Please pull out every line of the records below that contains the string "field", treating uppercase and lowercase as different.

--- Begin Data in this exercise ---

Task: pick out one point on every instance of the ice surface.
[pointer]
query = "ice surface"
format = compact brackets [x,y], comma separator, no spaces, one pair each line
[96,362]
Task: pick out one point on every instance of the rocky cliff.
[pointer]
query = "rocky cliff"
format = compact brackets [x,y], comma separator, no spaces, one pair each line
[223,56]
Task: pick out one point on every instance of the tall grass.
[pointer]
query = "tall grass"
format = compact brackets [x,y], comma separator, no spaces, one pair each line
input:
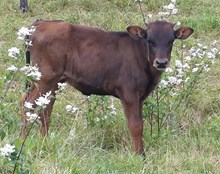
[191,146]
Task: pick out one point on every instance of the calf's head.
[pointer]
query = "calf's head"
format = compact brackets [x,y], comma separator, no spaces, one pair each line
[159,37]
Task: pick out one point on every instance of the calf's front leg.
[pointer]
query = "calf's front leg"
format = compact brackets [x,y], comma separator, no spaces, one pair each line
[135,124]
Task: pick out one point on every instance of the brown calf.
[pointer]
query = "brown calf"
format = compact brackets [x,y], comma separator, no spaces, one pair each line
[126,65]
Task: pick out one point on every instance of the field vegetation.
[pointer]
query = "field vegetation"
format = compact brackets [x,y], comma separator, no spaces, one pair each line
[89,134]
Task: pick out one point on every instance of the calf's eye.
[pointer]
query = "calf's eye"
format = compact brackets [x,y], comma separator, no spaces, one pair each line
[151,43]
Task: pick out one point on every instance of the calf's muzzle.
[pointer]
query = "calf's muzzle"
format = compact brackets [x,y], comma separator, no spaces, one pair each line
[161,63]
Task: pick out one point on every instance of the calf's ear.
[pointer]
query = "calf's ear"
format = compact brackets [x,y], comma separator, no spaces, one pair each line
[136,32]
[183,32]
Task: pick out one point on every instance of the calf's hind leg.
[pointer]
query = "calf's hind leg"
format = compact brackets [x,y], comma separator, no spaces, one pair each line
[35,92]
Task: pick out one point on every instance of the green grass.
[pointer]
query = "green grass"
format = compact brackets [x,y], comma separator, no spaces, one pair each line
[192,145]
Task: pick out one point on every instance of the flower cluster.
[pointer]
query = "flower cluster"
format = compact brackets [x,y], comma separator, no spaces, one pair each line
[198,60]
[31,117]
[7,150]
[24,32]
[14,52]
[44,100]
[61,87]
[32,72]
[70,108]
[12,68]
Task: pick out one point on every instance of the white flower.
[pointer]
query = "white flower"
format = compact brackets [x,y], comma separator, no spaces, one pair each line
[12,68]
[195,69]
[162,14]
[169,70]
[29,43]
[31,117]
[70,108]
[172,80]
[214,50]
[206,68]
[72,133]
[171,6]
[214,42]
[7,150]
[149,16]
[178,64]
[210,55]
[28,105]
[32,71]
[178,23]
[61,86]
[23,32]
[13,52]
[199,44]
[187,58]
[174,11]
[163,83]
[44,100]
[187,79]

--- End Data in this exercise ---
--- Begin Data in this exercise ---

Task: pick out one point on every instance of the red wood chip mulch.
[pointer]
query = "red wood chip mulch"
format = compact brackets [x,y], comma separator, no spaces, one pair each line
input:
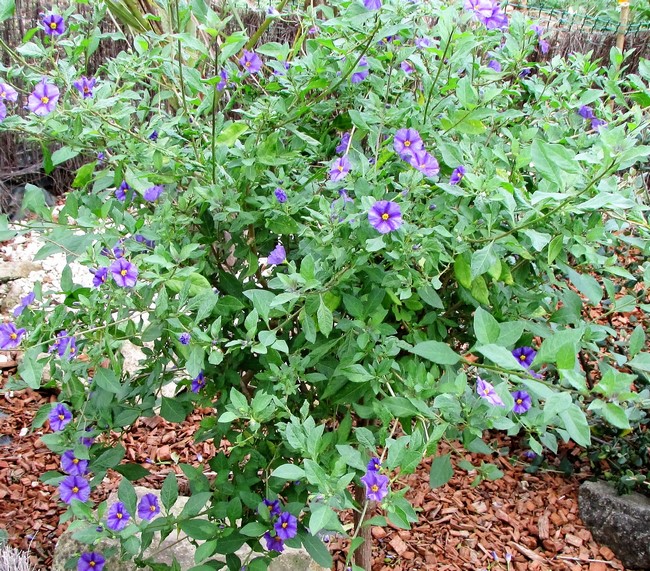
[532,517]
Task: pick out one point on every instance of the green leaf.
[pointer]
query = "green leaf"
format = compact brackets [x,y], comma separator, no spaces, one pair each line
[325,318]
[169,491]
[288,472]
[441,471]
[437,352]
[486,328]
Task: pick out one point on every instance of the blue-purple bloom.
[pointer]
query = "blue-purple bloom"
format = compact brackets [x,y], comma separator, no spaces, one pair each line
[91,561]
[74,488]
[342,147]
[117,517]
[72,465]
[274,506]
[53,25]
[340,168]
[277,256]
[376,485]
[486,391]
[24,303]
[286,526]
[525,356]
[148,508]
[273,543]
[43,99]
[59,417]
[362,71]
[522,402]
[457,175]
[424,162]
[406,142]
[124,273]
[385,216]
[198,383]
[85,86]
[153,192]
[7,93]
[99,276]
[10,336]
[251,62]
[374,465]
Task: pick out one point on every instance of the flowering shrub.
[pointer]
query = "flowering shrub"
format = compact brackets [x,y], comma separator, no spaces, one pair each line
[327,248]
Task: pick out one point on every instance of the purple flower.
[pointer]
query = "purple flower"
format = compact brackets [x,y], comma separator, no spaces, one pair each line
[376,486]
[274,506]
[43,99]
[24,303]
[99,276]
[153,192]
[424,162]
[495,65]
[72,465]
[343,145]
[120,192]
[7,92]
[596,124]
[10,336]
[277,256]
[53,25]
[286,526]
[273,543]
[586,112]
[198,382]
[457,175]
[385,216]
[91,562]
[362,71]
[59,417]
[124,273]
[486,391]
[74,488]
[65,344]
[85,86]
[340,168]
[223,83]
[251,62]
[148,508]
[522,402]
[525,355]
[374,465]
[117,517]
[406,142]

--- End Data in this exercise ---
--- Begin Data in this exercise ---

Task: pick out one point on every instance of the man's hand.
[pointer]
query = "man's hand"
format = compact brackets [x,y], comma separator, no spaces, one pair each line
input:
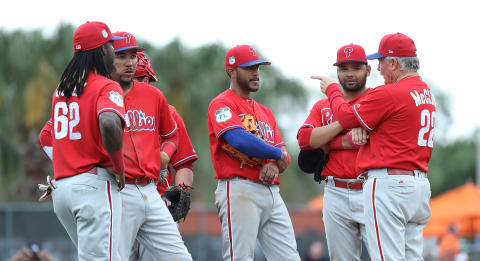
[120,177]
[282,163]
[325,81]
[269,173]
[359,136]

--- End Data in this exercise ---

### Exercise output
Task: pick out one point on every instance of the field vegetation.
query = "field vegetation"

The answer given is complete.